• [WHAT IS BEING ASKED] Please copy the part of the records that opens with the line containing "Q: Can you provide the bounding box for the cloud" and runs through the end of the records, multiplying every bounding box coordinate by 2.1 and rounding each result to a whole number, with halves rounded up. Keep every other line unchanged, and give only that part.

• [INPUT DATA]
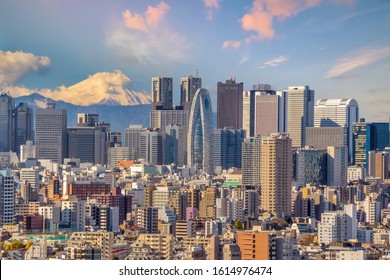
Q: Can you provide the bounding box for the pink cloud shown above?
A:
[222,41,241,49]
[241,0,320,39]
[203,0,220,20]
[122,1,170,32]
[122,10,148,32]
[145,2,170,28]
[203,0,219,9]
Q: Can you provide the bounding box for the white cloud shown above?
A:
[238,54,249,65]
[0,50,51,86]
[258,55,288,68]
[5,70,150,106]
[106,2,190,64]
[122,1,170,32]
[325,47,390,79]
[222,41,241,49]
[203,0,220,20]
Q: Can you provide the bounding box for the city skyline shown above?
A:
[0,0,390,121]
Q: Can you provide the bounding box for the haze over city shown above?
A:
[0,0,390,121]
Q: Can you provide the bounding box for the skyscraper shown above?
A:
[294,147,327,187]
[287,86,314,148]
[314,99,359,162]
[152,77,173,110]
[242,84,287,138]
[14,103,33,155]
[67,126,106,164]
[0,92,14,152]
[260,133,292,217]
[217,78,244,129]
[306,127,348,149]
[213,128,245,170]
[140,128,163,165]
[352,119,389,168]
[242,90,256,138]
[125,125,144,160]
[164,125,187,166]
[180,75,202,110]
[241,136,261,189]
[187,89,213,174]
[0,170,15,226]
[77,113,99,126]
[35,101,67,163]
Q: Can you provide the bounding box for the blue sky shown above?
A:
[0,0,390,121]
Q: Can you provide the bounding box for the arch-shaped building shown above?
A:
[187,88,213,174]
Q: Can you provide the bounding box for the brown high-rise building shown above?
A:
[237,231,276,260]
[368,151,390,180]
[199,187,217,219]
[217,78,244,129]
[69,183,111,201]
[260,133,292,217]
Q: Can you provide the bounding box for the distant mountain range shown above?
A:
[15,93,150,132]
[11,70,151,106]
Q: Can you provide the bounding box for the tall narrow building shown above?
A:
[0,92,14,152]
[260,133,292,217]
[187,88,213,174]
[125,125,145,160]
[217,78,244,129]
[140,128,163,165]
[352,119,389,168]
[0,170,15,226]
[314,98,359,162]
[14,103,34,155]
[287,86,314,148]
[152,77,173,110]
[35,101,67,163]
[180,75,202,110]
[242,84,287,138]
[213,128,245,170]
[241,136,261,190]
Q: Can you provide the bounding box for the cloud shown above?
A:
[106,1,189,64]
[222,0,355,43]
[258,55,288,68]
[222,40,241,49]
[325,47,390,79]
[5,70,150,106]
[241,0,320,39]
[238,54,249,65]
[203,0,220,20]
[0,50,51,86]
[122,1,170,32]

• [FINISHED ANSWER]
Q: Can you provide the bounding box for the cloud shown above?
A:
[223,2,397,134]
[466,0,746,90]
[542,116,605,143]
[466,84,506,103]
[683,99,819,166]
[11,147,315,223]
[506,0,672,82]
[500,113,523,137]
[426,0,462,42]
[0,105,107,181]
[256,2,357,67]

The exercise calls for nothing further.